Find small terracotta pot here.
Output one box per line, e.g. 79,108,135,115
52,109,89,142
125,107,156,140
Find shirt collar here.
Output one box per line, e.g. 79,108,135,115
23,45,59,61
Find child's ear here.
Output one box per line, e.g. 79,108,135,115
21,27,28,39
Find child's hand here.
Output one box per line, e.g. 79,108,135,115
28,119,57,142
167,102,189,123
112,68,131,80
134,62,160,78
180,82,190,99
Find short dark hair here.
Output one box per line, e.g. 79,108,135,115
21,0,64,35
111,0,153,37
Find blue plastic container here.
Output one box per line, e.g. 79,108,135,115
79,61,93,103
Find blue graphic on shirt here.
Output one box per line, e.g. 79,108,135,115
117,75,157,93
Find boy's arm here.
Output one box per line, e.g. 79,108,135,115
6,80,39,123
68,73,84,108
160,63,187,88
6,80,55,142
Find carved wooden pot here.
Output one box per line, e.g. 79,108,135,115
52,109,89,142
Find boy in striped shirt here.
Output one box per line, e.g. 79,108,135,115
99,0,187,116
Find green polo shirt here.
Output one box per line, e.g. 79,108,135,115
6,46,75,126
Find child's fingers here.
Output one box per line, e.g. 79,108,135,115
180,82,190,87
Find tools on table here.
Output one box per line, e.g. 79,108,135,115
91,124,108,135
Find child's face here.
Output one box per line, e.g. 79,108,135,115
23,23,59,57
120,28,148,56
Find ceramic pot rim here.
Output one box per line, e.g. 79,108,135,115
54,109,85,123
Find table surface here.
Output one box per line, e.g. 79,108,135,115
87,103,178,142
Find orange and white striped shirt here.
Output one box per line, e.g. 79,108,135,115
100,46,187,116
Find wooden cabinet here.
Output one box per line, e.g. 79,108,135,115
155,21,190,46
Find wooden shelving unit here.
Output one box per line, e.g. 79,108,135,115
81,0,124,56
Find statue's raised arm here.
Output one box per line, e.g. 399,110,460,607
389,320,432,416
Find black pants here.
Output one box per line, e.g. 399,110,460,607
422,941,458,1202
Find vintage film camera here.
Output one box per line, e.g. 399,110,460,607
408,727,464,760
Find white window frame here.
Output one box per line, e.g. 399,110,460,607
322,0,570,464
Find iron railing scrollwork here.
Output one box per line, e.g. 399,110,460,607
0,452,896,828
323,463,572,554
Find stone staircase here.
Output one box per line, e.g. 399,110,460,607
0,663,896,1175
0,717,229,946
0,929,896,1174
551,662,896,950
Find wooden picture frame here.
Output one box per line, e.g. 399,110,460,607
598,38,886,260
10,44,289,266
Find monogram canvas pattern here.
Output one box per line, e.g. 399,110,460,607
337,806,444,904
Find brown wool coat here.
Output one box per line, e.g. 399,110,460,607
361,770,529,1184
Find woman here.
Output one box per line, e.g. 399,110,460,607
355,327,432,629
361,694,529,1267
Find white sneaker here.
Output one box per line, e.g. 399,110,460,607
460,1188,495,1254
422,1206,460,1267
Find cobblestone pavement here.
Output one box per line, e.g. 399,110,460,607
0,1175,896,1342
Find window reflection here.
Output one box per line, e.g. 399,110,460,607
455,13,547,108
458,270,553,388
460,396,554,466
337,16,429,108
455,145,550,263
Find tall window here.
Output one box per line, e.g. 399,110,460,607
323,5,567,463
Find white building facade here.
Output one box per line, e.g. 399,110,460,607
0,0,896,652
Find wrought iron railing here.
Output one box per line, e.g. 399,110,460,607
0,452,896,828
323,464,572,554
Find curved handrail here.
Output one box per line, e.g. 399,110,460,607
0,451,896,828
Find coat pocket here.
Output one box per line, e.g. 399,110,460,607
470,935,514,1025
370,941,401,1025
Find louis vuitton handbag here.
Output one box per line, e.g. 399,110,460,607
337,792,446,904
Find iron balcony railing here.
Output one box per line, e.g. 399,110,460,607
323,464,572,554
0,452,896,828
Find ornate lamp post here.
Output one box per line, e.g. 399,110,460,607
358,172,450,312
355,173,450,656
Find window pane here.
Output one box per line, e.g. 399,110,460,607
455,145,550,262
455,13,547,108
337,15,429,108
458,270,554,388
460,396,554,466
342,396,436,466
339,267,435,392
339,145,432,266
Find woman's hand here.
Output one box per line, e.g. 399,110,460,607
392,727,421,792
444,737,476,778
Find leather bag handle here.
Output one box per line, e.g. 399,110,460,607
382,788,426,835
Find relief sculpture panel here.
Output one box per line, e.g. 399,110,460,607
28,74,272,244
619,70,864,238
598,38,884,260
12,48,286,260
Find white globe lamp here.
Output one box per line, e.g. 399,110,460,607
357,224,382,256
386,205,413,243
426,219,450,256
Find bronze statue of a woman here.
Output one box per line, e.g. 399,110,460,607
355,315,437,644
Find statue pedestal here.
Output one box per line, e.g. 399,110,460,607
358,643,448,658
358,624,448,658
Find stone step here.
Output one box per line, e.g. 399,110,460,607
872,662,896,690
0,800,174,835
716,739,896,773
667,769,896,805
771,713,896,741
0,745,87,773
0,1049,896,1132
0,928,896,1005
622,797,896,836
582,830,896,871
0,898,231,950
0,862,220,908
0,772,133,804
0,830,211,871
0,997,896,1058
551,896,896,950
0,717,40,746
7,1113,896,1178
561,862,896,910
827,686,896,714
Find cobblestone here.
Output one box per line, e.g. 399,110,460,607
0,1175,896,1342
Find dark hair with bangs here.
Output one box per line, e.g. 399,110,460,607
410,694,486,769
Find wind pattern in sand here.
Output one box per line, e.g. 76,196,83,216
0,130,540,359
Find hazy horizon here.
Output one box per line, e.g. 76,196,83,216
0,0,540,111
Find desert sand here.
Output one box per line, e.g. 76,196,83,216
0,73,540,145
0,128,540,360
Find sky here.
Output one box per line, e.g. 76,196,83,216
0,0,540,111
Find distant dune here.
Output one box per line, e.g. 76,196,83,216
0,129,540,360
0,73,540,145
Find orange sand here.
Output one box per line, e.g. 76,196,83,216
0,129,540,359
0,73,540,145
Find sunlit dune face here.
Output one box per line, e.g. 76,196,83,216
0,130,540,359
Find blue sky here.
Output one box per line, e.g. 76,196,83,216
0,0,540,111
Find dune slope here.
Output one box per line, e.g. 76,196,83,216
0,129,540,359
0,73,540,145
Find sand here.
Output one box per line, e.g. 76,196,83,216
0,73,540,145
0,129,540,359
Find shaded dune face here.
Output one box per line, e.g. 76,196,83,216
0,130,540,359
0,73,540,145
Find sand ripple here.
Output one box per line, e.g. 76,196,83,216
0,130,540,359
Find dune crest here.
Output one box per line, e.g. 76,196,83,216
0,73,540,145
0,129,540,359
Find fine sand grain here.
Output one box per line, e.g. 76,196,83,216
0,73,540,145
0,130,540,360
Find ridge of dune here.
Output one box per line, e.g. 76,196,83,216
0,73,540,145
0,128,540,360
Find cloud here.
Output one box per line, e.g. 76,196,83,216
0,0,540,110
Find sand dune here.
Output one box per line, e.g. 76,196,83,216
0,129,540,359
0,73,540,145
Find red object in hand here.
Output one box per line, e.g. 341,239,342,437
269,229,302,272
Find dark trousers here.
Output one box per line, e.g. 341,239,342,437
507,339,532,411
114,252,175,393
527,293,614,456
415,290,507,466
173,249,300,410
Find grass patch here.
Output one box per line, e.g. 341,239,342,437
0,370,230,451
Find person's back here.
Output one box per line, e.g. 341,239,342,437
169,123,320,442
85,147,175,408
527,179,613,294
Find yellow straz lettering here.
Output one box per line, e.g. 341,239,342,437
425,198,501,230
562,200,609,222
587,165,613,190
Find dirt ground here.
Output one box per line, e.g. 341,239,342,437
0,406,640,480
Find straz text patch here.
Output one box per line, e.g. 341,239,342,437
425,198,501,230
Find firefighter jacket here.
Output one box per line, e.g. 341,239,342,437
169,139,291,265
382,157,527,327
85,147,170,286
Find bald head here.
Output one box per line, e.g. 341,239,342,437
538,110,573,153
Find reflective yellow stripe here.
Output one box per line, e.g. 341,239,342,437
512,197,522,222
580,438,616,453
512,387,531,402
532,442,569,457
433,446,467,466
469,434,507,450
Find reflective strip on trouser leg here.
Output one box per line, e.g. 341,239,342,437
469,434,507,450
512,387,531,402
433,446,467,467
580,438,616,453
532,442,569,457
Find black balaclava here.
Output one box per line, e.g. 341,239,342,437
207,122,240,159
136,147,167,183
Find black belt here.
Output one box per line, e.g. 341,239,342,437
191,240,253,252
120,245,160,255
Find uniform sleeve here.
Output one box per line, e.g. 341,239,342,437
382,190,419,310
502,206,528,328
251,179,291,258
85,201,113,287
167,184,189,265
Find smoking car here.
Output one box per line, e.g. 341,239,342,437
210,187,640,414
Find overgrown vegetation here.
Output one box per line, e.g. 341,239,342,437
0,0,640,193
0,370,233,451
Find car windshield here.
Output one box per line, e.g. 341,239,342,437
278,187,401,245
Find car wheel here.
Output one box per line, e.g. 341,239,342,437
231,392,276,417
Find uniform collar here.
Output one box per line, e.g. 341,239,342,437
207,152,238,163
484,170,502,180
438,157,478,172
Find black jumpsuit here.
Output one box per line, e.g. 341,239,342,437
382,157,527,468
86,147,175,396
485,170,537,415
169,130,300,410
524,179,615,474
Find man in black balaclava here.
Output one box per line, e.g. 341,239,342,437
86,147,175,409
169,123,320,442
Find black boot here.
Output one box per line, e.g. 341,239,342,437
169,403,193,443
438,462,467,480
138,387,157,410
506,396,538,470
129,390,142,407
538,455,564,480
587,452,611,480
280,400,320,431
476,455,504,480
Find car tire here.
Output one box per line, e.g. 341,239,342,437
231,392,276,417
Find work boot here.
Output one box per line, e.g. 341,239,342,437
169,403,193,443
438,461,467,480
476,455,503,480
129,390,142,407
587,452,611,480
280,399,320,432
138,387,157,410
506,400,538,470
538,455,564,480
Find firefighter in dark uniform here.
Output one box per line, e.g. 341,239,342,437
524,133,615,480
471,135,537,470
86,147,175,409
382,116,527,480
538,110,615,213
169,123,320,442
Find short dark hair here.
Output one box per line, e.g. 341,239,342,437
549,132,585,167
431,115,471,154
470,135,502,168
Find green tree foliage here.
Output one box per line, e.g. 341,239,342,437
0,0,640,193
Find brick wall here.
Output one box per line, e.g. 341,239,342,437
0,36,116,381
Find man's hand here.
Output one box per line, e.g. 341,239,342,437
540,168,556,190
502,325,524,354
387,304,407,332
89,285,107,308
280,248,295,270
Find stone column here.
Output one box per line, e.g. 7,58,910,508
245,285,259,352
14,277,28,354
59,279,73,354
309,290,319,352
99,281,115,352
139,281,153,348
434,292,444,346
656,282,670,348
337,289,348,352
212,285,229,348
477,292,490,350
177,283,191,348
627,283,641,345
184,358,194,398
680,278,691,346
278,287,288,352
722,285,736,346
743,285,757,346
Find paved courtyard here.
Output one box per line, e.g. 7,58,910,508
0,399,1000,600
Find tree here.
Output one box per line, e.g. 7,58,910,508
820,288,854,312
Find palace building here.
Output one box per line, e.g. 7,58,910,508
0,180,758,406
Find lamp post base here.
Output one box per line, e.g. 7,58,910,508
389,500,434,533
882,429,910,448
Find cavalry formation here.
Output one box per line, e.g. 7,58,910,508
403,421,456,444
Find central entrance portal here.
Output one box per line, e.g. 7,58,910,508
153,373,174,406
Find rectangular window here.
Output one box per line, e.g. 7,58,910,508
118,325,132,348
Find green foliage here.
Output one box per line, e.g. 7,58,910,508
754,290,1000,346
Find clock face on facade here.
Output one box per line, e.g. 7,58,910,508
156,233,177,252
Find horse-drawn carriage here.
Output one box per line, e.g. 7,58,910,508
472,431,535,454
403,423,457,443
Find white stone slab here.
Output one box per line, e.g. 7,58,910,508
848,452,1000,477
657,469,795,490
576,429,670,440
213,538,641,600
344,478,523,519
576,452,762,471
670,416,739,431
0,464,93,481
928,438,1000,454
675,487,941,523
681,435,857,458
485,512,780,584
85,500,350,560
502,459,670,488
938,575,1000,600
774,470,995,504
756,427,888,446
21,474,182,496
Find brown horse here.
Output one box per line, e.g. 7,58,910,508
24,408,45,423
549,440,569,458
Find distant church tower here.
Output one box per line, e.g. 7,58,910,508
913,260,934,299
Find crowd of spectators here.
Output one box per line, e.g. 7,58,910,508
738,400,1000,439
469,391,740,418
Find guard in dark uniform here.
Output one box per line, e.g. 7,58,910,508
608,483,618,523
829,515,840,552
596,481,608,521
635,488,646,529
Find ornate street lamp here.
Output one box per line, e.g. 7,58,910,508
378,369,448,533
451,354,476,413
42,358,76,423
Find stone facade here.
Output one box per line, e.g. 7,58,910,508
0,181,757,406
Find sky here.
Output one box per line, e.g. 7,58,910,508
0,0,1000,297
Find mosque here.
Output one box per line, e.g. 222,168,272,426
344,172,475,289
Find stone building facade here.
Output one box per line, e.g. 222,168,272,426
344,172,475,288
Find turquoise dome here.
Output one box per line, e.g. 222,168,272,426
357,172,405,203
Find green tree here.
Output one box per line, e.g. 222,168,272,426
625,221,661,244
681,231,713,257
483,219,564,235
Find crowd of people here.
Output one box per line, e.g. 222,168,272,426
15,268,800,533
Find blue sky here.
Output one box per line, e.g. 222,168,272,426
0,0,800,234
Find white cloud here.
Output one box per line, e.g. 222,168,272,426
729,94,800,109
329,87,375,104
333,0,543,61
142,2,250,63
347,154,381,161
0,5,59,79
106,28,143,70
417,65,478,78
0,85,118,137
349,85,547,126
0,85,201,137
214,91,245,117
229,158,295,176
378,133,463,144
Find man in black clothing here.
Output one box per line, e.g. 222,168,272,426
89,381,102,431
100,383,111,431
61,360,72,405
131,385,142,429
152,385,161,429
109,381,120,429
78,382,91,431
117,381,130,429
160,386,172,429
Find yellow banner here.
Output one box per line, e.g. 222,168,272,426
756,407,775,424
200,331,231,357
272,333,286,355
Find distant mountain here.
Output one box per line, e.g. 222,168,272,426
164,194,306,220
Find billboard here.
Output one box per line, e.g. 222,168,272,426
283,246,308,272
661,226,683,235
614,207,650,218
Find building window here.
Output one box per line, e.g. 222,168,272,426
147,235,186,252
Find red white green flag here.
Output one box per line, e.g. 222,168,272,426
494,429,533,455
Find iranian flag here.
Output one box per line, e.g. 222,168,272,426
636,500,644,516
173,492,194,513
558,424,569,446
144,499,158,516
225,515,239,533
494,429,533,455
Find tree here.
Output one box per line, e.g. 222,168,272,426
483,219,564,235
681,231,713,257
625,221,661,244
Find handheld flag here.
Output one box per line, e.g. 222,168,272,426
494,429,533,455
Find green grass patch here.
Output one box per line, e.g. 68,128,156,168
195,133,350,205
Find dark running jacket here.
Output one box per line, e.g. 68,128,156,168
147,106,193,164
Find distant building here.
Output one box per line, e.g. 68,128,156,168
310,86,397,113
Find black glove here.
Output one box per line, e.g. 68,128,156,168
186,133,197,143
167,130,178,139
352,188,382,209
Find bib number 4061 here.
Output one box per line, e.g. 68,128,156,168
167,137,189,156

··········

§ Task to carry out
Copy out the entries from their start through the line containing "81,0,124,56", exactly as they appear.

§ Written answer
Find small terracotta pot here.
Output one box per line, e.g. 79,108,135,115
52,109,89,142
125,107,156,140
Find shirt collar here.
Output one box per line, e.g. 79,108,135,115
23,45,59,61
Find child's ear here.
Output one box per line, e.g. 79,108,135,115
21,27,28,39
Find child's hand here.
Output one box per line, e.g. 79,108,135,115
28,119,57,142
167,102,189,123
112,68,131,80
134,62,160,78
180,82,190,99
Find short dark hair here.
Output one box per line, e.g. 79,108,135,115
21,0,64,35
111,0,153,37
Find blue plastic container here.
Output one box per line, e.g. 79,108,135,115
79,61,93,103
Find blue graphic on shirt here.
Output one box per line, e.g. 79,108,135,115
117,75,157,93
Find boy's arm here.
Output one box per line, e.g. 79,108,135,115
6,80,39,123
68,73,84,108
160,63,187,88
6,80,55,142
Find carved wooden pot here.
Output one box per line, e.g. 79,108,135,115
52,109,89,142
Find boy in striped shirt here.
Output one box per line, e.g. 79,108,135,115
99,0,187,116
Find green polo shirt here.
Output one box per line, e.g. 79,108,135,115
6,46,75,126
Find child's fingers here.
Output one box per line, e.g. 79,108,135,115
180,82,190,87
Find tools on table here.
Output one box per line, e.g. 79,108,135,115
91,124,108,135
Find child's face here.
Output one box per line, e.g. 79,108,135,115
23,23,59,57
120,28,148,56
Find ceramic pot rim here.
Output one box per line, e.g. 79,108,135,115
54,109,85,123
Find table surface here.
Output one box per line, e.g. 79,108,135,115
87,103,178,142
Find orange and white striped shirt here.
Output one box per line, e.g. 79,108,135,115
100,46,187,116
Find wooden cabinet here.
Output one box per line, e.g. 79,108,135,115
155,21,190,46
Find wooden shelving unit here.
Output one box per line, e.g. 79,108,135,115
81,0,124,56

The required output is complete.